* [Given task 1] From the records that follow the forum thread, collect every line containing the word "person" and copy each one out in full.

* [Excerpted passage]
──────

Inference YOLO_v4 int8 mode doesn't show any bounding box

thuan169993 · October 18, 2021, 2:58am

• Hardware: RTX 2080Ti
• Network Type: Yolo_v4
• TLT Version: v3.21.08-py3
• Training spec file: yolo_v4_train_resnet18_kitti.txt (2.3 KB)
yolo_v4_retrain_resnet18_kitti.txt (2.3 KB)

Hi everyone, I followed YOLOv4 — TAO Toolkit 3.22.05 documentation to retrain my custom model. When I export and run inference my model, it doesn’t show any bbox. However, when I run with fp16, it works successfully.

Here are my command lines in the Jupyter script:
Export:

!tao yolo_v4 export -m $USER_EXPERIMENT_DIR/experiment_dir_retrain/weights/yolov4_resnet18_epoch_$EPOCH.tlt  \
                    -o $USER_EXPERIMENT_DIR/export/yolov4_resnet18_epoch_$EPOCH.etlt \
                    -e $SPECS_DIR/yolo_v4_retrain_resnet18_kitti.txt \
                    -k $KEY \
                    --cal_image_dir  $USER_EXPERIMENT_DIR/data/training/image_2 \
                    --data_type int8 \
                    --batch_size 8 \
                    --batches 10 \
                    --cal_cache_file $USER_EXPERIMENT_DIR/export/cal.bin  \
                    --cal_data_file $USER_EXPERIMENT_DIR/export/cal.tensorfile \
                    --verbose \
                    --gen_ds_config

Convert:

tao converter -k $KEY  \
                   -p Input,1x3x384x1248,8x3x384x1248,16x3x384x1248 \
                   -c $USER_EXPERIMENT_DIR/export/cal.bin \
                   -e $USER_EXPERIMENT_DIR/export/trt.engine \
                   -b 2 \
                   -o BatchedNMS \
                   -m 8 \
                   -t int8 \
                   $USER_EXPERIMENT_DIR/export/yolov4_resnet18_epoch_$EPOCH.etlt

Inference:

!tao yolo_v4 inference -m $USER_EXPERIMENT_DIR/export/trt.engine \
                       -e $SPECS_DIR/yolo_v4_retrain_resnet18_kitti.txt \
                       -i $DATA_DOWNLOAD_DIR/test_samples \
                       -o $USER_EXPERIMENT_DIR/yolo_infer_images \
                       -t 0.6

I also followed @Morganh in Error when running custom YOLOv4 on deepstream_python_apps - #9 by thuan169993 for adjust the annotation format but I still get the same issue.

Could you guys help me with this problem? If you guys need anything else, please just let me know. Thanks in advance!

Morganh · October 18, 2021, 7:43am

Hi,
To narrow down, could you please try with KITTI dataset?

thuan169993 · October 18, 2021, 8:15am

Yeah. I’ll try it.

──────

* [Data rows]
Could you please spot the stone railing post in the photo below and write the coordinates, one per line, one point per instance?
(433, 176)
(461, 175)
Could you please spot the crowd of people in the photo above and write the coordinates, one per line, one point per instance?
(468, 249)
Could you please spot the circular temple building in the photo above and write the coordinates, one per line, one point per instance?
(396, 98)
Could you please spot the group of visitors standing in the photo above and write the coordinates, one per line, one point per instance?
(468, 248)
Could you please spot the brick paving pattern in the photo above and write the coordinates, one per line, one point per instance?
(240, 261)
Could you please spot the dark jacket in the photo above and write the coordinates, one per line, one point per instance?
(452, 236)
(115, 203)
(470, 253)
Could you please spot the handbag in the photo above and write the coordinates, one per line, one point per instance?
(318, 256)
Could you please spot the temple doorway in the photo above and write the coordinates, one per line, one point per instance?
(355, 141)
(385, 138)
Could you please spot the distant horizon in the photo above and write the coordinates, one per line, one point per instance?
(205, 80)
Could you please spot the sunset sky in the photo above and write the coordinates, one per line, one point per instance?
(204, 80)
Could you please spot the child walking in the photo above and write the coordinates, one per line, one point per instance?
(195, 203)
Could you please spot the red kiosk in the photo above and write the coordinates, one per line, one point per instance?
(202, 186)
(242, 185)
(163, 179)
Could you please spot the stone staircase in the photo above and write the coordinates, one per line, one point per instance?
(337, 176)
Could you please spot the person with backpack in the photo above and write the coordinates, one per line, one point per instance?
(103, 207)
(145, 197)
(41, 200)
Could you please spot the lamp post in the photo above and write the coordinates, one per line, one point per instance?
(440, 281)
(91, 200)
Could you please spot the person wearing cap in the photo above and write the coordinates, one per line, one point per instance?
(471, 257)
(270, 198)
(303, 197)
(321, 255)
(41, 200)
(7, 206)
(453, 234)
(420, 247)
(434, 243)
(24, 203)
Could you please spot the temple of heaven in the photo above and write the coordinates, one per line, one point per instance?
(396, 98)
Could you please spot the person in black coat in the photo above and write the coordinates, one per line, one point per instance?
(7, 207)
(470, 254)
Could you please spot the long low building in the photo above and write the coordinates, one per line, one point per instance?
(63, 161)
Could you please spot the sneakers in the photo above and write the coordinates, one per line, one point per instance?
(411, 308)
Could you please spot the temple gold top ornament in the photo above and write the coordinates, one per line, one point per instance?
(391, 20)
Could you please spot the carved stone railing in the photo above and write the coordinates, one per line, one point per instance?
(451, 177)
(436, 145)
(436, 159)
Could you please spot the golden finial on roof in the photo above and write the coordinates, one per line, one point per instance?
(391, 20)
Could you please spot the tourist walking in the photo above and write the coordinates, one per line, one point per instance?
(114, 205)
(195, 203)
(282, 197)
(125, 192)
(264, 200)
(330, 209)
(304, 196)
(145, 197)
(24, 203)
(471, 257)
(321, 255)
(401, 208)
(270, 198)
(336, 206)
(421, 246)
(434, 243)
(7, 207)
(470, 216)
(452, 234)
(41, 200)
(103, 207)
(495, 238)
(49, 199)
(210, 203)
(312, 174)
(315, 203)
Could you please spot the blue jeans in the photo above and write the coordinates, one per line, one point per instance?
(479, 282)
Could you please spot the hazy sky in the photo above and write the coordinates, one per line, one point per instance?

──────

* [Given task 2] Continue the forum thread about YOLO_v4 int8 inference showing no bounding boxes, starting after its final post.

* [Response 1]
Could you please spot the person with backpack in the photo above and write the coordinates, one per line, one point per instance?
Could you please spot the person wearing cap in the photo above and write the coordinates, one per line, one point per instance?
Could you please spot the person in black coat in the photo above and write the coordinates, one per line, one point per instance?

* [Response 2]
thuan169993 · October 19, 2021, 8:44am

Hi @Morganh, here is my update. I trained my YOLOv4 with a part of KITTI dataset and I still have the same problem. Could you guys help me please?

Morganh · October 19, 2021, 9:17am

See TLT YOLOv4 (CSPDakrnet53) - TensorRT INT8 model gives wrong predictions (0 mAP) - #23 by Morganh , actually I cannot reproduce the int8 issue for CSPDarknet53 backbone.
Also the user in that topic has no issue for yolo_v4 int8 with resnet18 backbone.

Please check if my test step is useful.

virsg · October 20, 2021, 2:15am

Hi @thuan169993, I had a similar problem with INT8 mode, and it was related to the calibration file (cal.bin) generated when you exported the mode with tao yolo_v4 export

thuan169993 · October 20, 2021, 2:18am

Hi @virsg, did you fix it ?

Morganh · October 25, 2021, 3:25am

@thuan169993
Which version of Tensorrt is it?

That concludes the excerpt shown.